• [OBJECTIVE] Please collect every line of the records that contains the string "concrete" and copy each one in full. Case counts when matching.

# START OF INPUT MATERIAL

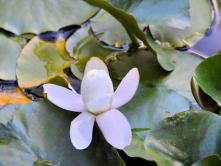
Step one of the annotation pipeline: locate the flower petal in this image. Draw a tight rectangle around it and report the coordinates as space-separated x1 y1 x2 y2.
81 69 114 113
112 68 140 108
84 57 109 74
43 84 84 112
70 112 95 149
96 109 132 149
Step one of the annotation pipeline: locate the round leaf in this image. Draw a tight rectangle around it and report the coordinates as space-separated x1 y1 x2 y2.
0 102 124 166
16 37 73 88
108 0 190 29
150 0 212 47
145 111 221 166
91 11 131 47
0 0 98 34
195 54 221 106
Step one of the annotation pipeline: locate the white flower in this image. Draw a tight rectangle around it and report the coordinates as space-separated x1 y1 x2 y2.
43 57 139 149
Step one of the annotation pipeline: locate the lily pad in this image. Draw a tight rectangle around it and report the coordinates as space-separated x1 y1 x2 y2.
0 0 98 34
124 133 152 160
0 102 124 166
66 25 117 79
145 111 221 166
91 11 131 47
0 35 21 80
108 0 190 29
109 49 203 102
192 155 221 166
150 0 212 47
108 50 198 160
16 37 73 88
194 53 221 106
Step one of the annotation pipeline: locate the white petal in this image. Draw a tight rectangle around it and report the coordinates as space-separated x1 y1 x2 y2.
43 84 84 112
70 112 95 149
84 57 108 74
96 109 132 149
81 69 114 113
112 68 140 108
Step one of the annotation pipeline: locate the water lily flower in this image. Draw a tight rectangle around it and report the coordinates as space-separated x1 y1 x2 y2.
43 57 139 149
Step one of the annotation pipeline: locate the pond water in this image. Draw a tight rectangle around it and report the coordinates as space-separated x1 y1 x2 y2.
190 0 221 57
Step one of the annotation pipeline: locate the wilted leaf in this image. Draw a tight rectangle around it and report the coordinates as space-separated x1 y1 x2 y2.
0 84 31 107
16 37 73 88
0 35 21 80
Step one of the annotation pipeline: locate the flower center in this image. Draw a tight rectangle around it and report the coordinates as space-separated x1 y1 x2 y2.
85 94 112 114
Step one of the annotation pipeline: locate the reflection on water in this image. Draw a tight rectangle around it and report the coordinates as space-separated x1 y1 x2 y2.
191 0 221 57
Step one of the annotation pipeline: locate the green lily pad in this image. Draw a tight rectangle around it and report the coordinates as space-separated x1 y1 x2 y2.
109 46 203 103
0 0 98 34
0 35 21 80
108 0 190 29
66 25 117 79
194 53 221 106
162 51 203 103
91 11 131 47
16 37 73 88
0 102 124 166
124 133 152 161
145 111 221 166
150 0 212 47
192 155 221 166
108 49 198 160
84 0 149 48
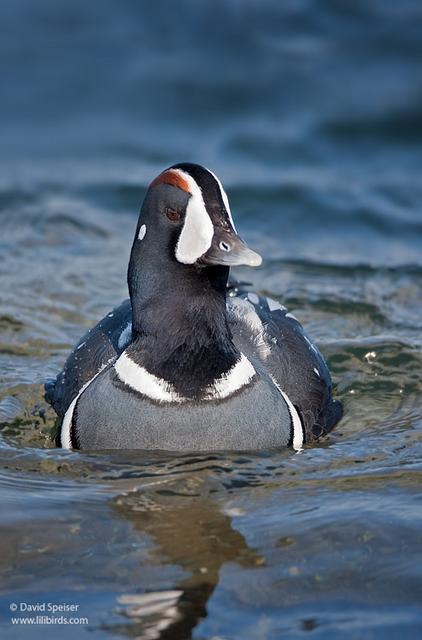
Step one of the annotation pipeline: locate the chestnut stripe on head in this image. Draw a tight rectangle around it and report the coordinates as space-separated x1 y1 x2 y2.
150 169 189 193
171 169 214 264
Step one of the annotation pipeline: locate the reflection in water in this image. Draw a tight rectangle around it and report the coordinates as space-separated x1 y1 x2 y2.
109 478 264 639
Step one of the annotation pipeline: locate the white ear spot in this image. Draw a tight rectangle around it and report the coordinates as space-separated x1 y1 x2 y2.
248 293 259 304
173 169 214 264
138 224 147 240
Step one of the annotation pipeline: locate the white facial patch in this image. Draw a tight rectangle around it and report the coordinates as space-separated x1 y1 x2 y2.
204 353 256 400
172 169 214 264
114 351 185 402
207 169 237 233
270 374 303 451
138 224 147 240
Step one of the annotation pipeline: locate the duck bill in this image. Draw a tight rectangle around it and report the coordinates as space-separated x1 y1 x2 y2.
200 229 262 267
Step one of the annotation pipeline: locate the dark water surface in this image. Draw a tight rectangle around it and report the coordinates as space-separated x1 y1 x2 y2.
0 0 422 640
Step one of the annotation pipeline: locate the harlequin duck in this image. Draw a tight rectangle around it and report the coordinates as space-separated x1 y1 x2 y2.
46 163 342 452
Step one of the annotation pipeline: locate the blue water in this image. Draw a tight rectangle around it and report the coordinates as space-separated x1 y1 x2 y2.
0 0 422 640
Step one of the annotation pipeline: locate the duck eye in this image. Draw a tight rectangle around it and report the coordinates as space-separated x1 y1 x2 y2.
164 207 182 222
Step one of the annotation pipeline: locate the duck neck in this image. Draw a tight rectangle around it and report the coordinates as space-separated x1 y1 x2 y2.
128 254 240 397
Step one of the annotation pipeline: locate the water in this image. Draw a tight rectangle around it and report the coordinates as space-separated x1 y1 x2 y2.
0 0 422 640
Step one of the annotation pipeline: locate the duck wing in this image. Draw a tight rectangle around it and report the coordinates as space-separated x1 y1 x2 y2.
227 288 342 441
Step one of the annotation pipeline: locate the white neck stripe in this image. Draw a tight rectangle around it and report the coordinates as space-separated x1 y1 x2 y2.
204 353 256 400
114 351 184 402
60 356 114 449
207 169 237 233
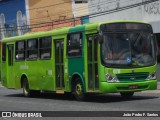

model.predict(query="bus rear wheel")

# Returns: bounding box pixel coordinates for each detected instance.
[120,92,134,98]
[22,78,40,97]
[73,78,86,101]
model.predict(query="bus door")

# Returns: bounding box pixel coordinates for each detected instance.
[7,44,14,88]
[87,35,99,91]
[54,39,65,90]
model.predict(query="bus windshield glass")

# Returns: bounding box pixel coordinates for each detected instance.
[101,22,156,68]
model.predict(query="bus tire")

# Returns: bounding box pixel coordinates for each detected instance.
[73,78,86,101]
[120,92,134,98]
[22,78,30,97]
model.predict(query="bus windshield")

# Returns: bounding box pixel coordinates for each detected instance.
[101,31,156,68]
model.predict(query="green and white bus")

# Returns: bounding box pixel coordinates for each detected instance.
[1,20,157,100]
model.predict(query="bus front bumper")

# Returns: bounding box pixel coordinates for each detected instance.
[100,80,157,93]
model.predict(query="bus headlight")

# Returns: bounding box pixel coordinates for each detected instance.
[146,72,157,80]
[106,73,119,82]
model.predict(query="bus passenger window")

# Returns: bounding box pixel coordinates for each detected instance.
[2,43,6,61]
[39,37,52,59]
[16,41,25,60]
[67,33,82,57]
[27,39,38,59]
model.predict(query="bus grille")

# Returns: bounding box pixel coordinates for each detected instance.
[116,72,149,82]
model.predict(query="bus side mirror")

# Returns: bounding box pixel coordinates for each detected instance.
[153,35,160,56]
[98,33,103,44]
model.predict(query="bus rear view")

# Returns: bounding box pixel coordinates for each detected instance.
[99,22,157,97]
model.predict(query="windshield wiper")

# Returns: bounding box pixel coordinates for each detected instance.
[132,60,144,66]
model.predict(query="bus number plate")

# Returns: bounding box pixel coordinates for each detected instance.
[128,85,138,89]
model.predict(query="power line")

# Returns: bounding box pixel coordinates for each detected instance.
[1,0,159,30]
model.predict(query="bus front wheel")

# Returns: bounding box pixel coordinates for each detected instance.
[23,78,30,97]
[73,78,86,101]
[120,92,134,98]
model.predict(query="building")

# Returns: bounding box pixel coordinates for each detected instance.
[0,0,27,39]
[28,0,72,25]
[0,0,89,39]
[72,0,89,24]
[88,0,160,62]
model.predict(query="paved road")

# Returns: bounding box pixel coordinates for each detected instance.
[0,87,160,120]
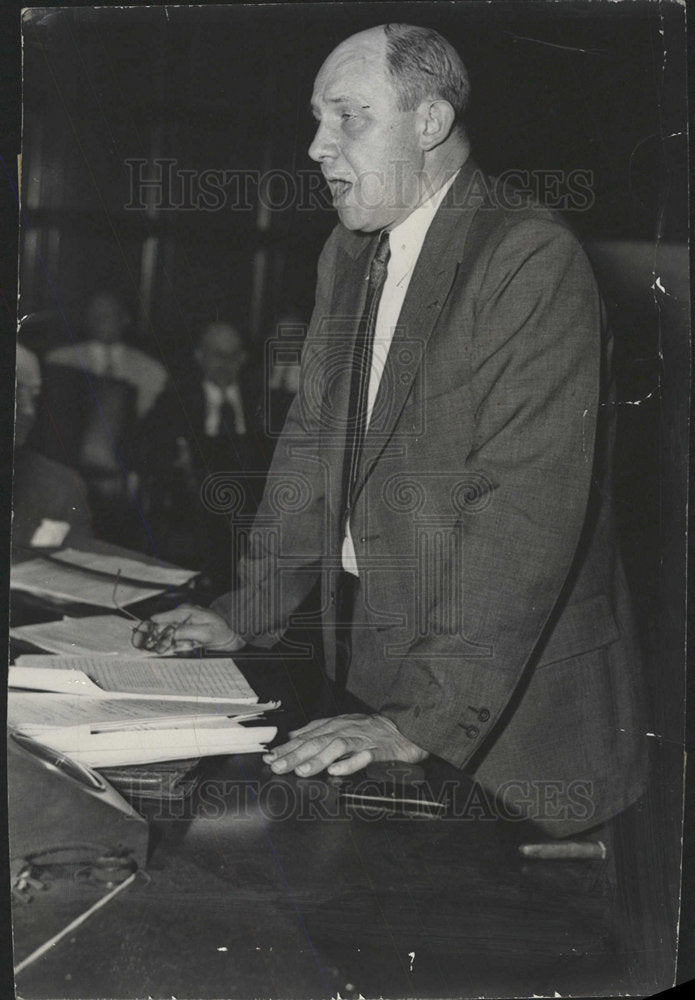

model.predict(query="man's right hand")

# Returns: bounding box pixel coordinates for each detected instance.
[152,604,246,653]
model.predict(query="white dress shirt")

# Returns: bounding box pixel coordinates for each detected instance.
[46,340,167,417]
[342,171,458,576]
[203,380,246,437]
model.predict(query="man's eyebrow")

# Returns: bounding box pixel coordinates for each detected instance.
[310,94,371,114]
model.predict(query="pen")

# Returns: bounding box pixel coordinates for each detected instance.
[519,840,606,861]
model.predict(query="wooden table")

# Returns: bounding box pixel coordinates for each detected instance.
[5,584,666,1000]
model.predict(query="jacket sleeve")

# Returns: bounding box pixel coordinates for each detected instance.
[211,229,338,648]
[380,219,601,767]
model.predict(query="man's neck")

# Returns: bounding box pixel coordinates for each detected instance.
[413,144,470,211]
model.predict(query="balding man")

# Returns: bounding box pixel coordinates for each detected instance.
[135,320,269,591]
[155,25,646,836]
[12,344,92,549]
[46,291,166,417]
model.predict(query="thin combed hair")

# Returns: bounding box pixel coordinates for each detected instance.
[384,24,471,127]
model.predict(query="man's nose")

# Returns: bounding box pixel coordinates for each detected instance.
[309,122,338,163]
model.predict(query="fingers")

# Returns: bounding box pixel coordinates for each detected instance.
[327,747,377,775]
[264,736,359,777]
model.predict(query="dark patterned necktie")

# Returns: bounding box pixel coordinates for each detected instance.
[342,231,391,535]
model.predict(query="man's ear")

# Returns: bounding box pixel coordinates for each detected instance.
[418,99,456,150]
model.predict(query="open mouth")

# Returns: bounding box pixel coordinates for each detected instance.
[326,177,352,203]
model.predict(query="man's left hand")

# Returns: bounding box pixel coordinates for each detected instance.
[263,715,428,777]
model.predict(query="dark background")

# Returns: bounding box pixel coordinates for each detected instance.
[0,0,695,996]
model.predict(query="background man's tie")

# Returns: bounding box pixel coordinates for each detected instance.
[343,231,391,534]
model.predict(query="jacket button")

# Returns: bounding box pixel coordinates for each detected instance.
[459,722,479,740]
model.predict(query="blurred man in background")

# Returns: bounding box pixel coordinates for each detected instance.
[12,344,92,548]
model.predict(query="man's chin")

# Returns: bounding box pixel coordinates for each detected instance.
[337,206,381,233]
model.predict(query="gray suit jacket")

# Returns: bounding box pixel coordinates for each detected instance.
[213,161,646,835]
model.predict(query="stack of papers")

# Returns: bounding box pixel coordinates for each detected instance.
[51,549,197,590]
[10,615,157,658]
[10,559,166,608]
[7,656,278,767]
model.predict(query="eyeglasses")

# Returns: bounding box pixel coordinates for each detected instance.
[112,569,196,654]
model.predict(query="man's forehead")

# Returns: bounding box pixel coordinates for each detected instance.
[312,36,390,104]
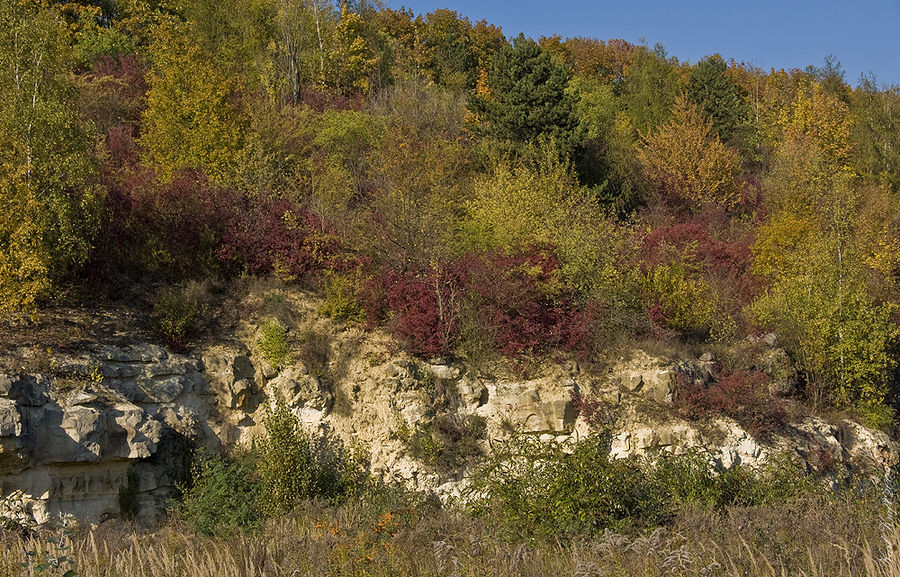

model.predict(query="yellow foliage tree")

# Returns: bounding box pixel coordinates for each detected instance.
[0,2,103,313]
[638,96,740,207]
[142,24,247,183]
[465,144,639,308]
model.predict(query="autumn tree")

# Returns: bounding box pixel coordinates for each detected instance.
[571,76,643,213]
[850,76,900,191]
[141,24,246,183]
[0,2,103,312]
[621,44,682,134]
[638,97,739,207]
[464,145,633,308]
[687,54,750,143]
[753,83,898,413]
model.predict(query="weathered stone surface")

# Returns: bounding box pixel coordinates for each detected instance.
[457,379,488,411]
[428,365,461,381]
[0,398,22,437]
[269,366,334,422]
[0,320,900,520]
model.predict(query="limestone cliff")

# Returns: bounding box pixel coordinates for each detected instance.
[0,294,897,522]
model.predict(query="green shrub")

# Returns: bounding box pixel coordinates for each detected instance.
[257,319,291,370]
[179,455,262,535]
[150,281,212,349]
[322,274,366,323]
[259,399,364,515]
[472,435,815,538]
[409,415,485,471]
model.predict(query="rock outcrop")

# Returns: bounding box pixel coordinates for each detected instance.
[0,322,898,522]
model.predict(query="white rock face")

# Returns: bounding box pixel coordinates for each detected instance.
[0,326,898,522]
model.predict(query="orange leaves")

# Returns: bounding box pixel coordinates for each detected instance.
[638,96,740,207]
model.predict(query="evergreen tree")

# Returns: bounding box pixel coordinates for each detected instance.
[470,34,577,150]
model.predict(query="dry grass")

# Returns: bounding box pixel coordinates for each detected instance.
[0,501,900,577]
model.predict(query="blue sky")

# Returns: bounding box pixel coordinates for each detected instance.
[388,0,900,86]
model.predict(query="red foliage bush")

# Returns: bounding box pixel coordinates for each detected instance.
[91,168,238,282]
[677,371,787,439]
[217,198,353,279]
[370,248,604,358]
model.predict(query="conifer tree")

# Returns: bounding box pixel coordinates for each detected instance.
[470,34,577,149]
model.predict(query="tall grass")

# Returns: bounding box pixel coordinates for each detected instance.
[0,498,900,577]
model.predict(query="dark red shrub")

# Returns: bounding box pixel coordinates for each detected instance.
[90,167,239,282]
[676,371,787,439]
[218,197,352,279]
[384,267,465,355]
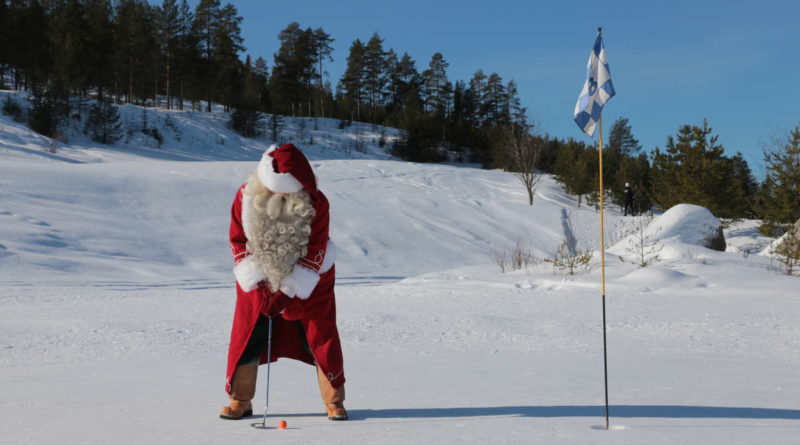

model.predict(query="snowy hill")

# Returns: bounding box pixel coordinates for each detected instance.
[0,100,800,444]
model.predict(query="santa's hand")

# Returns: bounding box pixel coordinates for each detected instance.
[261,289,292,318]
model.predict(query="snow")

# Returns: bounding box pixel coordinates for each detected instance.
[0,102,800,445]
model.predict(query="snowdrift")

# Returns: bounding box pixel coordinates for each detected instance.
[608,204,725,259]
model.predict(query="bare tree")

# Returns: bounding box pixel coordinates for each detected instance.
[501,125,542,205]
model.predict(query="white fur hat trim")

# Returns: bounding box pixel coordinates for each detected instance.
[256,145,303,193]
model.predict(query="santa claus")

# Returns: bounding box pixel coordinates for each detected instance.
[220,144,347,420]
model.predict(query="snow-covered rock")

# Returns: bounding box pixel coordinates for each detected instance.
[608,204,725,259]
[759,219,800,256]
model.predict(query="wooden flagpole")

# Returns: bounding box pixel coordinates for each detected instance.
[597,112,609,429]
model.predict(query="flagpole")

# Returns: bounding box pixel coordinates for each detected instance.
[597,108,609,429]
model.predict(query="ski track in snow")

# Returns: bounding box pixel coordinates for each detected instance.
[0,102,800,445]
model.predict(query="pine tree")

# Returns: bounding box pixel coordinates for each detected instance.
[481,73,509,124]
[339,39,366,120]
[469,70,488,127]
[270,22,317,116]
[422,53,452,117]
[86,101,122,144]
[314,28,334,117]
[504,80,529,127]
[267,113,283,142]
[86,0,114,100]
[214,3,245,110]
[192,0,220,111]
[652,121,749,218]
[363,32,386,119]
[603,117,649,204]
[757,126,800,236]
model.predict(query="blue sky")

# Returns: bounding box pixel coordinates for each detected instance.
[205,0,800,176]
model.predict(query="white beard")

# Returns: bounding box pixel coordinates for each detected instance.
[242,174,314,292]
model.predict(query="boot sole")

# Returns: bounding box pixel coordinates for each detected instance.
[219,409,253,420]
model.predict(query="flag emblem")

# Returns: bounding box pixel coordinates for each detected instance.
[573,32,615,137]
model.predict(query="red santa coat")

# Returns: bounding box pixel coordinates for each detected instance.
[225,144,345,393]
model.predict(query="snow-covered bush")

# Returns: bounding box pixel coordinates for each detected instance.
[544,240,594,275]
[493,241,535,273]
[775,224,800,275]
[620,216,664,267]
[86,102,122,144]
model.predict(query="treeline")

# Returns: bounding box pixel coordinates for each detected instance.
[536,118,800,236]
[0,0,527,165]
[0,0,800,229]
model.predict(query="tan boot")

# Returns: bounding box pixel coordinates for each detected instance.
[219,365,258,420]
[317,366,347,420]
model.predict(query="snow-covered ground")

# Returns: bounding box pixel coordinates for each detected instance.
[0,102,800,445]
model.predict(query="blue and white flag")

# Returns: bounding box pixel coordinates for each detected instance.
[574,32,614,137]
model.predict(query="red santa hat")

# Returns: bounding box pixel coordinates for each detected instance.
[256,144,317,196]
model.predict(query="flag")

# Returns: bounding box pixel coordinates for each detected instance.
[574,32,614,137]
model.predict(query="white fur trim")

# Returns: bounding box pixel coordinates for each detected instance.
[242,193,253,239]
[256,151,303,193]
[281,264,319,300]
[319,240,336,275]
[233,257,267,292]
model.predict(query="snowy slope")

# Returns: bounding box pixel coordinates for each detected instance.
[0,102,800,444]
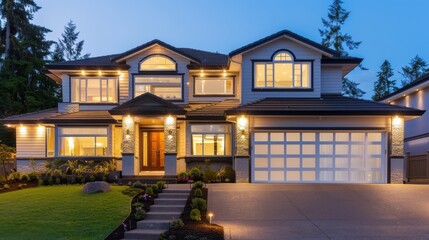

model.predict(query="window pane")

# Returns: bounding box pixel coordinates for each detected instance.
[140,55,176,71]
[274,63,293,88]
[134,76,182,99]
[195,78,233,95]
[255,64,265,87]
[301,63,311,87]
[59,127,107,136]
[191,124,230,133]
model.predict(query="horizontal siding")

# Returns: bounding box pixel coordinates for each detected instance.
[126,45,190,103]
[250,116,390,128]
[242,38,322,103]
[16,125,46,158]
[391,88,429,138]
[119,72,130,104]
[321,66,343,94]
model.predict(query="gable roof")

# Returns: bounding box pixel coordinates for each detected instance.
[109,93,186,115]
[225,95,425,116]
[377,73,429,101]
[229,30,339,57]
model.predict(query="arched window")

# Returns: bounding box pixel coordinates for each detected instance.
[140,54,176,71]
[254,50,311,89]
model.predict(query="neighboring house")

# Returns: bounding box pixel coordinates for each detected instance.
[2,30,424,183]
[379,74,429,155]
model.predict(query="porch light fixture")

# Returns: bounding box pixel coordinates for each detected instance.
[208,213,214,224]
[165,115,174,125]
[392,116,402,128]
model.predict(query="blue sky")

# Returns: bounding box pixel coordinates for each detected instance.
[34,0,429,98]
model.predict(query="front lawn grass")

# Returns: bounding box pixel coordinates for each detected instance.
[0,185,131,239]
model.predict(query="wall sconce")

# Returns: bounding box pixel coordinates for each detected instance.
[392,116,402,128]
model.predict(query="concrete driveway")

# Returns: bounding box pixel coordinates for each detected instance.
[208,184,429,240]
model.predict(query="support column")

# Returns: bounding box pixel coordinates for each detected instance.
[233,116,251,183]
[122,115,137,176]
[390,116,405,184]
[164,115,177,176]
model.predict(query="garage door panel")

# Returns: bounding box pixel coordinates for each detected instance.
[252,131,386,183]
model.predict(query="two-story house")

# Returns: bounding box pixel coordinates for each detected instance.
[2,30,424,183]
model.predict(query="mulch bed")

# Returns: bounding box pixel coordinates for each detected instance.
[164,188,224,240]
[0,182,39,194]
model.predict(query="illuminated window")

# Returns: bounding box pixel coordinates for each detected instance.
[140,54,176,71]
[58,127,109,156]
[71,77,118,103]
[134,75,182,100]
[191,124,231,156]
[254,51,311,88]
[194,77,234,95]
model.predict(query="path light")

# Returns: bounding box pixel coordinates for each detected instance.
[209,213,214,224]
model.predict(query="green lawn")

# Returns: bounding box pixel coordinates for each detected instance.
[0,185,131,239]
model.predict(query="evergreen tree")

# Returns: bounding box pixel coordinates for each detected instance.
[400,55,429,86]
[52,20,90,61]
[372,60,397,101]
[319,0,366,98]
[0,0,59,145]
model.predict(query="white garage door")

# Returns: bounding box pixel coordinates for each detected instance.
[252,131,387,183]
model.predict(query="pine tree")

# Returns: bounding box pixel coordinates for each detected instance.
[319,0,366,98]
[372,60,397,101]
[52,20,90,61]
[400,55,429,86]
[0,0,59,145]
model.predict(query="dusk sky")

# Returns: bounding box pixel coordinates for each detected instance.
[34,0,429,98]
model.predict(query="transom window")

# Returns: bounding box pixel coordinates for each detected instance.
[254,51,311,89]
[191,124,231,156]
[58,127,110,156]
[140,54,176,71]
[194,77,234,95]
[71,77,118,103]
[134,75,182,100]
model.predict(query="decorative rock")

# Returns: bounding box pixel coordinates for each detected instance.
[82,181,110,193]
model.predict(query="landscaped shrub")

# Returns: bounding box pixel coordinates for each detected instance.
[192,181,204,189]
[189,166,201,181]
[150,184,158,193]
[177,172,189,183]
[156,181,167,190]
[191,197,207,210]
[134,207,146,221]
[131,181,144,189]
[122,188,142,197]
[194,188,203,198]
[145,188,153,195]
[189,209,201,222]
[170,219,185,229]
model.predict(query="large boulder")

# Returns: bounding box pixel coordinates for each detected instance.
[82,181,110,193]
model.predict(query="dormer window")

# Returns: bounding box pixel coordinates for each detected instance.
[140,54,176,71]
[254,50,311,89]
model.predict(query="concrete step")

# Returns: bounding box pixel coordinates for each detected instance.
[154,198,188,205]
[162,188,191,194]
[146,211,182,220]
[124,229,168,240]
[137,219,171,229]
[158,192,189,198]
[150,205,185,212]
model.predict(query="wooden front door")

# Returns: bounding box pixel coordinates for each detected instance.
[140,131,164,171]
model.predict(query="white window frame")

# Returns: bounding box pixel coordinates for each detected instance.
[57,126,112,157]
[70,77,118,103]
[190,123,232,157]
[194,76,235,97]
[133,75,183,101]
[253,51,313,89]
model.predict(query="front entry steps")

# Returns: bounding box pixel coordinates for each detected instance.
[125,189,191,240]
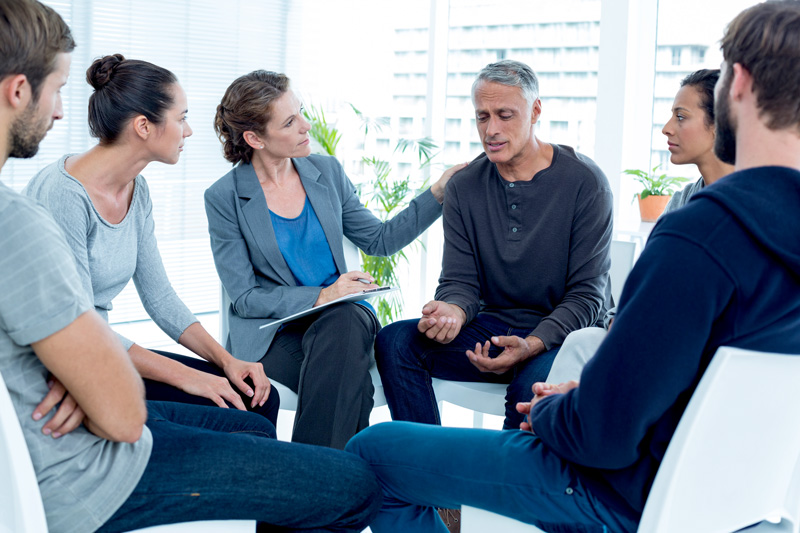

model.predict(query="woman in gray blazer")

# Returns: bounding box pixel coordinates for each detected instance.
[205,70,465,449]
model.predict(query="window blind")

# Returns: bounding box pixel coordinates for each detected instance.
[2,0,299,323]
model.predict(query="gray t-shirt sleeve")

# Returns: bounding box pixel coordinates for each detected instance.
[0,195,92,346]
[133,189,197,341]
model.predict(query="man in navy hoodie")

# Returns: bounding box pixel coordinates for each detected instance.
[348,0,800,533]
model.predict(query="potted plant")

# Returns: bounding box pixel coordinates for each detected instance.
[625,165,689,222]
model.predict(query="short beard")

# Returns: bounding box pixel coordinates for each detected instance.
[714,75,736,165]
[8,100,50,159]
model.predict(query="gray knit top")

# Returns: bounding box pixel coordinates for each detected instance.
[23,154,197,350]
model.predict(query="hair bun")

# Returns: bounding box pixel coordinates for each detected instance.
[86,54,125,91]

# END OF INPUT MATERIAL

• [CORRECT ANSWER]
model.predict(query="concrete driveway")
model.predict(query="concrete step")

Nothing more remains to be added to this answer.